(Rows from a pointing dataset)
---

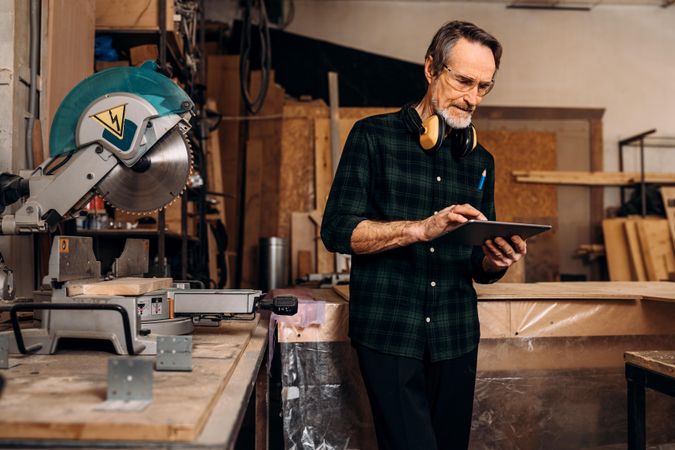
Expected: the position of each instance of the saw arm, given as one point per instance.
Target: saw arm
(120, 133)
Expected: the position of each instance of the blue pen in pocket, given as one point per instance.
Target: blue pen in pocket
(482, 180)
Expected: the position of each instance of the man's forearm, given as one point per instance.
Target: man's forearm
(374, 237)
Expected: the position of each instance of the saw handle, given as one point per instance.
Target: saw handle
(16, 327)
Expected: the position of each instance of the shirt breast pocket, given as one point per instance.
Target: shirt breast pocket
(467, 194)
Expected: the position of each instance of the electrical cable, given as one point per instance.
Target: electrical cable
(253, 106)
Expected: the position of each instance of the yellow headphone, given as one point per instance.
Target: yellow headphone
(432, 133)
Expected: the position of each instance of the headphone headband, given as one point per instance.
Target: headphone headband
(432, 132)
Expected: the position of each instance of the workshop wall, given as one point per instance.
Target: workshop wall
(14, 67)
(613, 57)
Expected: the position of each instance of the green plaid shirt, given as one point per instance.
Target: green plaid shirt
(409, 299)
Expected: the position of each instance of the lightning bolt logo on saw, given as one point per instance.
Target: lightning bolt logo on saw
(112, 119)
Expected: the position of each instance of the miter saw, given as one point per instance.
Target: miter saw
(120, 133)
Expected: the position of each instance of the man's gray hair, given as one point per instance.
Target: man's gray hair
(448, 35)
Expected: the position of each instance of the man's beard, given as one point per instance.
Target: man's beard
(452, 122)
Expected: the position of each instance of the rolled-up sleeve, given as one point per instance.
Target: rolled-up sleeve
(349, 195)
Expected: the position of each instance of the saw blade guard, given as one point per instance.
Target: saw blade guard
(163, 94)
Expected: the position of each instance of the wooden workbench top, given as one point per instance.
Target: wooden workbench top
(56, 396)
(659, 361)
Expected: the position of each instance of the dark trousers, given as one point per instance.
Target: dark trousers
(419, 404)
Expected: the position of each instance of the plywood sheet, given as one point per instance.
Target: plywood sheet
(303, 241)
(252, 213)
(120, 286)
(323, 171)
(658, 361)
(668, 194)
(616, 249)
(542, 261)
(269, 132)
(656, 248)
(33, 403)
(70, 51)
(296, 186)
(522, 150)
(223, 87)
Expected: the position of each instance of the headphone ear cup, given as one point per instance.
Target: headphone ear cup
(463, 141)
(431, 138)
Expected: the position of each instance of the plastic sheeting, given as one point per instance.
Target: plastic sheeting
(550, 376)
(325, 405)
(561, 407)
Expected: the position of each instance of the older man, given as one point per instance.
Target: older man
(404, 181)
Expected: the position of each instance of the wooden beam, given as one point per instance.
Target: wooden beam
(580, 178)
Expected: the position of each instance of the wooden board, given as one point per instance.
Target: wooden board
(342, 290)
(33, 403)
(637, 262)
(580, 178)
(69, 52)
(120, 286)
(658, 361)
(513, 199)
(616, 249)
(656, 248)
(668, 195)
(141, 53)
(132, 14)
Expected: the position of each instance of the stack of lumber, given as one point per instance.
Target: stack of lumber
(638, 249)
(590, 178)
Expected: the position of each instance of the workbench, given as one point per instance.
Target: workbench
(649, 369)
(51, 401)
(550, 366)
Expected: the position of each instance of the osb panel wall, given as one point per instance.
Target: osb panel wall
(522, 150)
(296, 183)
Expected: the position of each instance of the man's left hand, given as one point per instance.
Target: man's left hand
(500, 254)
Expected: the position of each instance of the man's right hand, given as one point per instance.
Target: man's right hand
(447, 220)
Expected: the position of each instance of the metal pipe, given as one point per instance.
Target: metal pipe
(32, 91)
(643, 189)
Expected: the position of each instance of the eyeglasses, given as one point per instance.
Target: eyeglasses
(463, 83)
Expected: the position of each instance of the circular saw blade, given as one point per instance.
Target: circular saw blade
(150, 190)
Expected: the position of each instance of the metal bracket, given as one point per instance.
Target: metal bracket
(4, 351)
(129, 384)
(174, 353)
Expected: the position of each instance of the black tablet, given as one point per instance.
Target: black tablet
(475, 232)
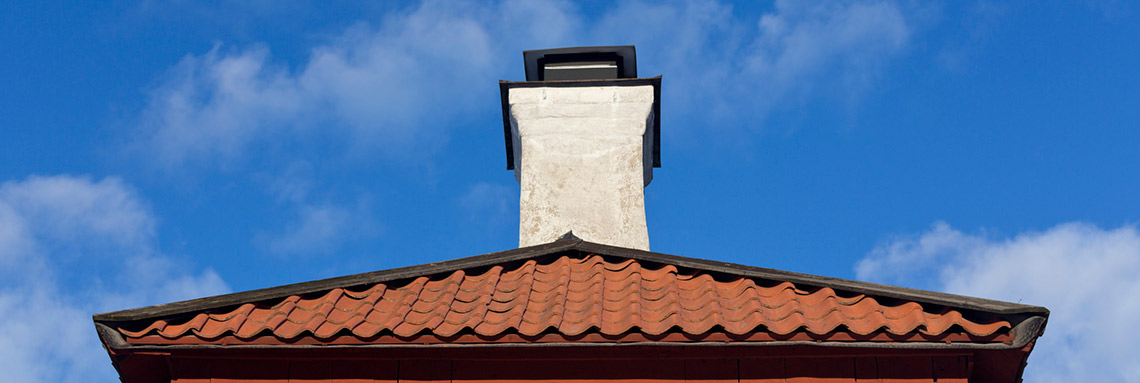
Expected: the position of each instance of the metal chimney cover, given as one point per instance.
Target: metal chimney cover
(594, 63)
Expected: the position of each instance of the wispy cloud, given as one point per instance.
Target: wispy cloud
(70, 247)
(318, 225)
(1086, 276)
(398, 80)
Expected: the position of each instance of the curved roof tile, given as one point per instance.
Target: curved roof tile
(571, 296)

---

GIVEN TASK — Give every line from the one containing "Expected: the position of each instance of the circular" through the end of the items, inclusive, as a numbered list with blank lines removed. Leave the pictures out.

COMPLETED TASK —
1. Expected: the position of each instance of the circular saw blade, given as one point per instance.
2. Target: circular saw blade
3. (150, 190)
4. Expected: the position of each instance of the metal bracket, given as one point per instance.
5. Target: metal bracket
6. (4, 351)
7. (129, 384)
8. (174, 353)
9. Expected: the position of each instance of the black tablet, given as one point per instance.
10. Target: black tablet
11. (475, 232)
12. Expected: the position of each instance of the metal chimney cover, given as one point per instance.
13. Target: metal chimney cover
14. (594, 63)
15. Expected: the position of each instance of the wispy cloud, given as one point per instance.
16. Target: wispy cloud
17. (70, 247)
18. (318, 225)
19. (1086, 276)
20. (398, 80)
21. Expected: the position of each instance of the curved roof tile, given as one point per instance.
22. Target: curved roof tile
23. (571, 296)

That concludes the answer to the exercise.